Items from a dataset
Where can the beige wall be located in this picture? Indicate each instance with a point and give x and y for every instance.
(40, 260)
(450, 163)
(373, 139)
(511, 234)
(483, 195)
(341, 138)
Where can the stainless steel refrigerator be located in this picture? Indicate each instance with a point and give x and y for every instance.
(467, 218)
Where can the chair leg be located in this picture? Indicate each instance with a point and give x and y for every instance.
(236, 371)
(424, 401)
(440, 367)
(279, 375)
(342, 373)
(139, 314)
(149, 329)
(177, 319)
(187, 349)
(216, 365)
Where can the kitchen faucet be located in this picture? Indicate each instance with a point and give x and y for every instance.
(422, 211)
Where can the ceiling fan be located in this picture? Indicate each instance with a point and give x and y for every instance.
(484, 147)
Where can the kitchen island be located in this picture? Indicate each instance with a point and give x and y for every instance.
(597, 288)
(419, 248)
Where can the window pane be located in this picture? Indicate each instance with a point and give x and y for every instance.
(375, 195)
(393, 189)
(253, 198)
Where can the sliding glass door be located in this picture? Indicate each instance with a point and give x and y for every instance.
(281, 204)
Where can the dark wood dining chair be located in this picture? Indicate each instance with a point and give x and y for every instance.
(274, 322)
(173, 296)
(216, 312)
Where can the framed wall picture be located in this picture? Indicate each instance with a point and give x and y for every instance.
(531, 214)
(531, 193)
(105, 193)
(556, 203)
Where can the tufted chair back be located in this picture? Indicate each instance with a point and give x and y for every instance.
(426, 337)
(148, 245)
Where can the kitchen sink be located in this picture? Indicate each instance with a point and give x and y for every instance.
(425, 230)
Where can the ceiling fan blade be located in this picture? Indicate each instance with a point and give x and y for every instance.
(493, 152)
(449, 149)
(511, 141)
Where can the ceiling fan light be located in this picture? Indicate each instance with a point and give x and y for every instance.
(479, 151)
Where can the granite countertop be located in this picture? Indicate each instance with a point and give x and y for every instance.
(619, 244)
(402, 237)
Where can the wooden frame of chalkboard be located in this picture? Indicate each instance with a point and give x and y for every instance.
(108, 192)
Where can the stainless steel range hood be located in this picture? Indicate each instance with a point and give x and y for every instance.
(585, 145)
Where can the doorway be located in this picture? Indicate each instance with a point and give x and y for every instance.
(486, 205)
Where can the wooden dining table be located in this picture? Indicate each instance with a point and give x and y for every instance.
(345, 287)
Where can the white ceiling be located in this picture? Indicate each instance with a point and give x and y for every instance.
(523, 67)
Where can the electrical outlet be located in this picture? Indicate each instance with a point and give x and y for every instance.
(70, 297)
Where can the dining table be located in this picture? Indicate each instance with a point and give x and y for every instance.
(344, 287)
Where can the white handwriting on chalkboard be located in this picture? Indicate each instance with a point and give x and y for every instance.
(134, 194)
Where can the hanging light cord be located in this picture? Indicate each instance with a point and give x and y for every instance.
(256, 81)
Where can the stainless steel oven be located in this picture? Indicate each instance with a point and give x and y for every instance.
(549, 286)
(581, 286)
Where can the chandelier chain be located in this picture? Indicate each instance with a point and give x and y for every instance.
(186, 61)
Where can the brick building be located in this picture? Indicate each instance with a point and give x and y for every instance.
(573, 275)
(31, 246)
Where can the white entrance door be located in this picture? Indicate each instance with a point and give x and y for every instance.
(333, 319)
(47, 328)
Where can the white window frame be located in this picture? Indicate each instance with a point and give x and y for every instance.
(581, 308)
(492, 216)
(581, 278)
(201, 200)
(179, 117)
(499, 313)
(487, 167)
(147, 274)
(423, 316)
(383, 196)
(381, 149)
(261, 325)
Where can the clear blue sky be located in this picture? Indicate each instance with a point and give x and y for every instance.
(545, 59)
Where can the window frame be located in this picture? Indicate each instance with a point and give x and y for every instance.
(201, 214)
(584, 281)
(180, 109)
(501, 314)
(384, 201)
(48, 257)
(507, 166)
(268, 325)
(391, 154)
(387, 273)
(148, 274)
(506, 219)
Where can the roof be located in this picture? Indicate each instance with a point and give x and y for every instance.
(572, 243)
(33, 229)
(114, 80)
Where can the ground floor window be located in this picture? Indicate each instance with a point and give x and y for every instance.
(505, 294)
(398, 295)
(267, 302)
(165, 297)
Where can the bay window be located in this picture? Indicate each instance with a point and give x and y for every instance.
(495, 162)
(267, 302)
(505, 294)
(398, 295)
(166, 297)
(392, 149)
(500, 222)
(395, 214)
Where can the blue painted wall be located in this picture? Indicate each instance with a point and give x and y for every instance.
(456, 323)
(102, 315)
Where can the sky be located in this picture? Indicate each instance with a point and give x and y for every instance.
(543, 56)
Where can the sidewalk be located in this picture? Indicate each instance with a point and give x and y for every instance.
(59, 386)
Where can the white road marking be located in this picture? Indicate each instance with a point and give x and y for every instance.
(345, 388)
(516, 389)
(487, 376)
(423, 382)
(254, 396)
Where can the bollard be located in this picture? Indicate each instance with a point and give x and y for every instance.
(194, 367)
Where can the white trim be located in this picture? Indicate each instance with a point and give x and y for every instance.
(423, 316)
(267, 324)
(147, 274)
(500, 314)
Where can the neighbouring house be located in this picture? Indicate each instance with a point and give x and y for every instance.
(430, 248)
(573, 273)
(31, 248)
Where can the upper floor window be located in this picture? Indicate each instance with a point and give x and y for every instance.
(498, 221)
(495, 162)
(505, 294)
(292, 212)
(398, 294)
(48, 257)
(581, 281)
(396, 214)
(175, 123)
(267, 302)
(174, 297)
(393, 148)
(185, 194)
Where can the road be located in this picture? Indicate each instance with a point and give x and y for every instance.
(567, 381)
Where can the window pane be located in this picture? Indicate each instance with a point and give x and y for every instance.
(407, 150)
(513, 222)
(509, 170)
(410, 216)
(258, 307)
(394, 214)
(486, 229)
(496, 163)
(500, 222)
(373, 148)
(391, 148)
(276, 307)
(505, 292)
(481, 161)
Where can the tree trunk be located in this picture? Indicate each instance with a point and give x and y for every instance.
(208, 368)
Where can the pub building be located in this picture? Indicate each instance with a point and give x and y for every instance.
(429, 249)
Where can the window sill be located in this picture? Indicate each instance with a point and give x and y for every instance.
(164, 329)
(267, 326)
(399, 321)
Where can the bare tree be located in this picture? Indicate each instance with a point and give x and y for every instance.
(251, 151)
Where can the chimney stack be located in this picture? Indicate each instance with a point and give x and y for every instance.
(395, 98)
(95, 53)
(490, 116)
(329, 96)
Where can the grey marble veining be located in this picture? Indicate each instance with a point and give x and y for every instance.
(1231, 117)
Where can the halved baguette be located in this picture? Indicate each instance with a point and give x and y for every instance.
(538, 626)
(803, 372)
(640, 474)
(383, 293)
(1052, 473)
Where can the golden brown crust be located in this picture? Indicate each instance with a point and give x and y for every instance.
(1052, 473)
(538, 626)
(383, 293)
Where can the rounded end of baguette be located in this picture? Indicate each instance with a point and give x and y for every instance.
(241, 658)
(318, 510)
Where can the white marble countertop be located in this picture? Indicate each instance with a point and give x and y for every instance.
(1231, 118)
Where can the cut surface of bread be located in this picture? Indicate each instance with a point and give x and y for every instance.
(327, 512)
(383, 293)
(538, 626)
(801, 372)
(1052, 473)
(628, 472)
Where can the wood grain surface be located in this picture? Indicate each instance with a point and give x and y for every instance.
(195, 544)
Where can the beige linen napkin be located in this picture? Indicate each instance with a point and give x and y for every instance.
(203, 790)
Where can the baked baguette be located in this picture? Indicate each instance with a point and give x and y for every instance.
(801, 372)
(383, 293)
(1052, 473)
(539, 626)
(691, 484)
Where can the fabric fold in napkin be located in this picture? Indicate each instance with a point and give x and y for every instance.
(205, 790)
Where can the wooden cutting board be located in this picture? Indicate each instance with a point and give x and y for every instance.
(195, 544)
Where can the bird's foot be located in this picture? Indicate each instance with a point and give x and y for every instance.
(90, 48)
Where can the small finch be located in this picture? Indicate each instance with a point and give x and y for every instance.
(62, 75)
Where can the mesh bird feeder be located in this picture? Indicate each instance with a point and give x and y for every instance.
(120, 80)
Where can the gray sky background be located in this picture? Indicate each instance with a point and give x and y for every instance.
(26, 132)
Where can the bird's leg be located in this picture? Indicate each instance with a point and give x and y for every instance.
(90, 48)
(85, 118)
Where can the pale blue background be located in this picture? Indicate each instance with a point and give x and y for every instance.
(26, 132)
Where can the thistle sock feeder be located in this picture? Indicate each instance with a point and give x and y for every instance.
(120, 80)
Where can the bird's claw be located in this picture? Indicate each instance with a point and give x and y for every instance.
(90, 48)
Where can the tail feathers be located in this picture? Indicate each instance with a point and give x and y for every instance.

- Work task -
Set down exactly the lines beginning at the one that holds "Where can the bird's claw" and ending with the last line of the data.

- Task result -
Where can the bird's claw be located in this picture? Indicate each instance with a point and give x and y for every instance.
(90, 48)
Where can the tail feathers be located in this picture? Indicate each instance with a point and give x and y for every instance.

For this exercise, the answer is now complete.